Affichez chaque ligne des entrées ci-dessous qui contient le mot « sign », en tenant compte de la casse.

- **Entrées fournies**:
----------

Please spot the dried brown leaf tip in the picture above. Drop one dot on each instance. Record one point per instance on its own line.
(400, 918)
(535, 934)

----------

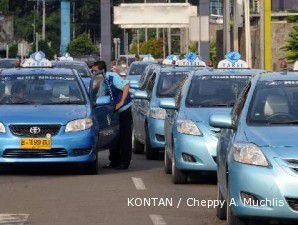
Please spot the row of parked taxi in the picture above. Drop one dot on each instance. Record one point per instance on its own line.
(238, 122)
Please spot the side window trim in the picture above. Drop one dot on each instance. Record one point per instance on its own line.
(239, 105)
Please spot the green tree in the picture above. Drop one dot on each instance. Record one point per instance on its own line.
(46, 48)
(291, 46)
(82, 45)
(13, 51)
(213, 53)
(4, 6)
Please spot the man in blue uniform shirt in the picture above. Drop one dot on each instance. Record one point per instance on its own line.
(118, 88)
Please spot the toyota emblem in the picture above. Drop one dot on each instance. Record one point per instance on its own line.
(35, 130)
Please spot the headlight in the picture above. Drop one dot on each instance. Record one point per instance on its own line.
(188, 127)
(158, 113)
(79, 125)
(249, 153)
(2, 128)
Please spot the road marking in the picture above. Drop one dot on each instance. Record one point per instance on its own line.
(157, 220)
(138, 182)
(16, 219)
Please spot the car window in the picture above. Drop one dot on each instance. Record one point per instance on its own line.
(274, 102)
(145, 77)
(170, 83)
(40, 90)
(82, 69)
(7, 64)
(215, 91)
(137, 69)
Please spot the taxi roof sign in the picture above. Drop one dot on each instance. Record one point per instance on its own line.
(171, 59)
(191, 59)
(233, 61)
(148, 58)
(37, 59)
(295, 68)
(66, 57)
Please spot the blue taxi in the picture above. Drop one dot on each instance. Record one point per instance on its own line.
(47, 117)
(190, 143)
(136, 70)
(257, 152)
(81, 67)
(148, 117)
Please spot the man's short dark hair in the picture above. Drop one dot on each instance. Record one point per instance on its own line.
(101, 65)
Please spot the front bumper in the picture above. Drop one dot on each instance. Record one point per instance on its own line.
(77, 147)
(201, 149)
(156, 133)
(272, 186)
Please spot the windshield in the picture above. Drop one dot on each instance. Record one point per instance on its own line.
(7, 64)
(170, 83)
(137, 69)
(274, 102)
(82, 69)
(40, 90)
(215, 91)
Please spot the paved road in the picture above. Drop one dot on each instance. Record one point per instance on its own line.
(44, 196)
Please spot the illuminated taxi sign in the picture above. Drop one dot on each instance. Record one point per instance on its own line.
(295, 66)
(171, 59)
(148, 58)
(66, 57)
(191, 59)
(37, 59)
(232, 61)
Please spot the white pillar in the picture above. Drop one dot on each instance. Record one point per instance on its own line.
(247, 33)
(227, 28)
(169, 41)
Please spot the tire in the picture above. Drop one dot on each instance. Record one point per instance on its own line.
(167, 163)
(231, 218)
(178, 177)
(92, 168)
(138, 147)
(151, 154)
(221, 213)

----------

- **Réponse**:
Please spot the taxi roof sign in the picture above. Drop one dot on each instance. Record one point per instance on its own line.
Please spot the illuminated taxi sign in the picture above. Drop one dot on each instance. Record one point per instance on its own line.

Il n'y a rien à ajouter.